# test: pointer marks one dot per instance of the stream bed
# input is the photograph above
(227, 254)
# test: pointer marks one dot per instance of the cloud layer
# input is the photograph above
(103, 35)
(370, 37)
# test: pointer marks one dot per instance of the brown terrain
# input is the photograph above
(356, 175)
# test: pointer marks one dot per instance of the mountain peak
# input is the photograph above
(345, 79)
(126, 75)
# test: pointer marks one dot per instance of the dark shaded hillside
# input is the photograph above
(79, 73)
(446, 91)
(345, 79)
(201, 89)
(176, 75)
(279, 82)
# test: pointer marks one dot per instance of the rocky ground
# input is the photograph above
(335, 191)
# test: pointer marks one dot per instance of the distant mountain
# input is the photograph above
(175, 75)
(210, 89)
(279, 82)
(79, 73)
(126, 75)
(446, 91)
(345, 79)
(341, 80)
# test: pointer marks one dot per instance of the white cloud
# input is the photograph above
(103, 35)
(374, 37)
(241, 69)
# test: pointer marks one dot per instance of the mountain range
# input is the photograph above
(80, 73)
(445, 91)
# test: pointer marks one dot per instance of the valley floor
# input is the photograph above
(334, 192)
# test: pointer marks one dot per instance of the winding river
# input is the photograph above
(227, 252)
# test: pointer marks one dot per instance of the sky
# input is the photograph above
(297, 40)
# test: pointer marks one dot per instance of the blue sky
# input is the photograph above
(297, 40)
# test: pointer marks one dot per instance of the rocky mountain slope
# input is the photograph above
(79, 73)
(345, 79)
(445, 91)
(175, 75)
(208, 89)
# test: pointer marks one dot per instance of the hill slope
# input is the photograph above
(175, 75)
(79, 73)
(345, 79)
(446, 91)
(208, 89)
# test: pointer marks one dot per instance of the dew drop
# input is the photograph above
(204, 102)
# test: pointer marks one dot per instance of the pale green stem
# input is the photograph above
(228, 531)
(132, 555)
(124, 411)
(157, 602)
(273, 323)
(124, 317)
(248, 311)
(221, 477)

************

REQUIRED TASK » Rewrite the material starting at the line containing "# test: pointer marks one dot per instance of the dew" and ending at the final line, both included. Raise every point coordinate by 83 and keep all other lines unchanged.

CORRECT OUTPUT »
# test: pointer marks one dot per instance of the dew drop
# input is the photograph above
(287, 185)
# test: pointer marks one dot per instance of the pale green stem
# input is the photograph above
(311, 614)
(215, 638)
(207, 494)
(240, 685)
(356, 406)
(207, 400)
(331, 394)
(304, 560)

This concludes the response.